— PRÉSENTATION DE L'EXERCICE —
Recopiez le passage du texte fourni compris entre « Si l’usage du » et « s’arrêter de tourner. », bornes incluses, en remplaçant « illimités » par « innombrables ».

— TEXTE FOURNI —
━━━━━━
Le concept d’impression intelligente, qui permet l’édition électronique de documents sur imprimante à la fois à moindre coût et dans des conditions de rapidité optimale, constitue une innovation d’ores et déjà largement répandue. Ainsi, Stora Enso a conçu une application spécifiquement destinée aux emballages de produits pharmaceutiques où la notice du produit est combinée aux informations médicales du patient.
La technologie NFC (Near Field Communication) se base sur une technique d’identification des radiofréquences à proximité immédiate, ce qui lui ouvre des applications dans la téléphonie mobile, les jouets ainsi que les jeux : le partage des informations est ainsi rendu possible entre différents composants et objets. Avec ses partenaires, UPM a d’ores et déjà ouvert 12 points de vente en ligne utilisant cette innovation.
Le boom du bois dans le BTP
Depuis la Deuxième Guerre mondiale, les principaux matériaux de construction des maisons sont, en Europe, la pierre et le béton. Au cours de ces dernières années, l’éveil des sensibilités aux questions liées à l’environnement a conduit à accorder une attention accrue aux matériaux de construction. Au niveau de l’UE, il existe désormais une prise de conscience que le recours au bois est une pratique considérablement plus respectueuse de l’environnement que le tout-béton : ainsi l’objectif affiché est-il aujourd’hui de réduire chaque fois que possible l’usage du béton dans le bâtiment pour le remplacer par le bois.
Cette tendance ouvre de nouveaux marchés au bois finlandais et aux produits des scieries finlandaises, dont les éléments de construction à destination des immeubles d’habitation. Il est aujourd’hui courant que les acheteurs se choisissent une maison « clés en main » en optant pour un certain type de plan d’installation parmi plusieurs variantes possibles, la maison étant ensuite montée avec différents éléments préassemblés. Le volume de matériaux nécessaire à ce type de construction est tel que ce marché semble promis à un essor significatif dans les années à venir.
En Finlande comme dans l’ensemble de la Scandinavie, la réglementation sur la sécurité incendie a été revue au cours de ces dernières années, ce qui s’est traduit par une autorisation d’utiliser le bois à une bien plus vaste échelle que par le passé, ce aussi bien pour la construction des maisons individuelles que des bâtiments publics.
Si l’usage du bois dans le BTP venait à se généraliser à l’échelle de l’Europe, il s’agirait d’une évolution qui pourrait avoir un effet important sur la réduction des changements climatiques. Il faut noter par ailleurs qu’en Finlande, plus de 40% des maisons et immeubles de construction récente sont en bois, tandis qu’en Europe prise dans son ensemble, la part des constructions en bois ne représente que 4% des maisons et immeubles.
Grâce au développement permanent de technologies et méthodes nouvelles, les débouchés et usages du bois et produits issus du bois sont illimités ; ainsi peut-on estimer que le moteur de l’industrie forestière finlandaise n’est pas près de s’arrêter de tourner.
━━━━━━
— ITEMS FOURNIS —
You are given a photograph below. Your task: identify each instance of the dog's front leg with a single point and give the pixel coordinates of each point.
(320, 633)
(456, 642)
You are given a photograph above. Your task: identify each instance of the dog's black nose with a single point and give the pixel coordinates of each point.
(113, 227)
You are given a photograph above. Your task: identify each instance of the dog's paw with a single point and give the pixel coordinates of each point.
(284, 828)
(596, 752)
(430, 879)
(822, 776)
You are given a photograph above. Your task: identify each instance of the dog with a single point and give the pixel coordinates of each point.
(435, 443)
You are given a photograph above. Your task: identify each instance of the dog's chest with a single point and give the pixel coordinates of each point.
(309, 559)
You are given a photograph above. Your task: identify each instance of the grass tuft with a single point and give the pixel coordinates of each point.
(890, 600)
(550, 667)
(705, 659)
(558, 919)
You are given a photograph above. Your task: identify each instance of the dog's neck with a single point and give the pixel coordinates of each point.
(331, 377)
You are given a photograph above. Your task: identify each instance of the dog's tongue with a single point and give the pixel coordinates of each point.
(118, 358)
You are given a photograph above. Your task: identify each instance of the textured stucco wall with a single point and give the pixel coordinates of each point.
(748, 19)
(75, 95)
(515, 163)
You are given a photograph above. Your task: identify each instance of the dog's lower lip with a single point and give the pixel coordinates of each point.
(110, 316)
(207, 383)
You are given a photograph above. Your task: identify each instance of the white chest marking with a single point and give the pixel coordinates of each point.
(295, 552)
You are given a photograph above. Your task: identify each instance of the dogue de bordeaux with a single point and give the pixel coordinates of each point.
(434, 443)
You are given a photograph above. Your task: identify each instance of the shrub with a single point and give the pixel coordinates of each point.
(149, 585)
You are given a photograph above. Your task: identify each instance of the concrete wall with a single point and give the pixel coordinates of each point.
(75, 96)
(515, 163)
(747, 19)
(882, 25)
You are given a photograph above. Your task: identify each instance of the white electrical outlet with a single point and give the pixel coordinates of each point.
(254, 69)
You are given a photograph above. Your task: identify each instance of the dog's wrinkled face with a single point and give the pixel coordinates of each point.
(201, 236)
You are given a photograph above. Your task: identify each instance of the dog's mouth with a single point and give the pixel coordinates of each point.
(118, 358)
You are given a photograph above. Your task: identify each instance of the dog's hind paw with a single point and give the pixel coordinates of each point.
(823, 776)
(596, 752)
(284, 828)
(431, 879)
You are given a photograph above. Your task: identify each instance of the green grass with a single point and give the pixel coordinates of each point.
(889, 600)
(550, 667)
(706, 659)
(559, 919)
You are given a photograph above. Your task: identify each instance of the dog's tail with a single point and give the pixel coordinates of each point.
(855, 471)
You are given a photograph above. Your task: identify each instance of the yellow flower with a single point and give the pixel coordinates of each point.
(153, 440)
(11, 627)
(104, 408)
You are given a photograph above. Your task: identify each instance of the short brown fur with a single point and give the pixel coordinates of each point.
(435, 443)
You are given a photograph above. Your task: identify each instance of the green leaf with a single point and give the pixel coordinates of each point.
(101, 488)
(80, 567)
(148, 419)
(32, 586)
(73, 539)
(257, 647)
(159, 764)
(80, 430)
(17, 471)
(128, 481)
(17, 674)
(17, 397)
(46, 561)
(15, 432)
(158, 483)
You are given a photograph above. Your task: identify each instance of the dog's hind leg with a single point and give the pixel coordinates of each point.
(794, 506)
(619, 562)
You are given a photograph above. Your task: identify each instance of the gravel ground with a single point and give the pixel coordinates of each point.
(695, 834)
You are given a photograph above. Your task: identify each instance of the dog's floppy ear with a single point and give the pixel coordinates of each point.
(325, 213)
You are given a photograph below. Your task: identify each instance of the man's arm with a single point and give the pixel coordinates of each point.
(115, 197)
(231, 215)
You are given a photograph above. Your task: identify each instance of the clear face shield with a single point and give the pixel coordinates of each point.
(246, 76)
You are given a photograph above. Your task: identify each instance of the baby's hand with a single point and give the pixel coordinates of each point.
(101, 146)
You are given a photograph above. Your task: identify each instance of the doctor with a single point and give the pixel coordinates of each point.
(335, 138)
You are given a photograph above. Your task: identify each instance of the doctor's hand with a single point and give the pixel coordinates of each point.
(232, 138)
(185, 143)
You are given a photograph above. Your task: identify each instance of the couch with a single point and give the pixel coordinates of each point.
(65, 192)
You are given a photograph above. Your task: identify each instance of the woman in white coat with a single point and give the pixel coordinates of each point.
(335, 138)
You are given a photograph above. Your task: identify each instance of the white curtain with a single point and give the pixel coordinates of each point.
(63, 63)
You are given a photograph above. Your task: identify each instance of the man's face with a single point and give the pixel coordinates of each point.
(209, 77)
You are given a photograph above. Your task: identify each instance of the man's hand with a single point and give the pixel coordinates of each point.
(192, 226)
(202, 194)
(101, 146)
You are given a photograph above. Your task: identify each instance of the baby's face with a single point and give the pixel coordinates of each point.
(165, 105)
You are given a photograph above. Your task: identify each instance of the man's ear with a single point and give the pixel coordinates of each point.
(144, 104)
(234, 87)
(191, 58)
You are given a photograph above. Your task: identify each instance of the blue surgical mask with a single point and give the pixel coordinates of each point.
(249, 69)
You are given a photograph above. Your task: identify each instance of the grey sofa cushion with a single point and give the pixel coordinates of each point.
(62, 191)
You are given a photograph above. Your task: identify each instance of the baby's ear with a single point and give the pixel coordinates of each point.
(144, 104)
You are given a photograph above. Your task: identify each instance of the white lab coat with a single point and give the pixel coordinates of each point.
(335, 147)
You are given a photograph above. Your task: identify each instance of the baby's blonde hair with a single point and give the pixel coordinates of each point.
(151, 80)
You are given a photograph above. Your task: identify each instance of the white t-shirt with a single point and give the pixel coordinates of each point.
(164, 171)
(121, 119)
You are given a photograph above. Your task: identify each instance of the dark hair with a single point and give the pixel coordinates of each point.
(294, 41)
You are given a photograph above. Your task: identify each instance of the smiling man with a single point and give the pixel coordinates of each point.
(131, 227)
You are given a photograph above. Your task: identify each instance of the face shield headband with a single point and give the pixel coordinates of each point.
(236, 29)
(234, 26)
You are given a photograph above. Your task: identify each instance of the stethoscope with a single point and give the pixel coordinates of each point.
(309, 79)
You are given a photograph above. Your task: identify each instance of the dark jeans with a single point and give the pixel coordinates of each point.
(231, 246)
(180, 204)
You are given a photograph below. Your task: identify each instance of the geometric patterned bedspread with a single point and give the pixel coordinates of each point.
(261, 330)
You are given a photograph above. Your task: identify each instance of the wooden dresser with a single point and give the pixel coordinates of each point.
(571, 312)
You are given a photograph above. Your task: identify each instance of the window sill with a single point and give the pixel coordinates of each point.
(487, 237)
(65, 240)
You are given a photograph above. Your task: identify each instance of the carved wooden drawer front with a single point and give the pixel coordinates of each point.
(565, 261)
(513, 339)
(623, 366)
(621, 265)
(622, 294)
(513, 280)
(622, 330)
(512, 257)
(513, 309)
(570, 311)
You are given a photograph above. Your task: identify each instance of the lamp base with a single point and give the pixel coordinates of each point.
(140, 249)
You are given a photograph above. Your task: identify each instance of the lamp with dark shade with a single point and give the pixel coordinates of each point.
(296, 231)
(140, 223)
━━━━━━
— CORRIGÉ —
Si l’usage du bois dans le BTP venait à se généraliser à l’échelle de l’Europe, il s’agirait d’une évolution qui pourrait avoir un effet important sur la réduction des changements climatiques. Il faut noter par ailleurs qu’en Finlande, plus de 40% des maisons et immeubles de construction récente sont en bois, tandis qu’en Europe prise dans son ensemble, la part des constructions en bois ne représente que 4% des maisons et immeubles.
Grâce au développement permanent de technologies et méthodes nouvelles, les débouchés et usages du bois et produits issus du bois sont innombrables ; ainsi peut-on estimer que le moteur de l’industrie forestière finlandaise n’est pas près de s’arrêter de tourner.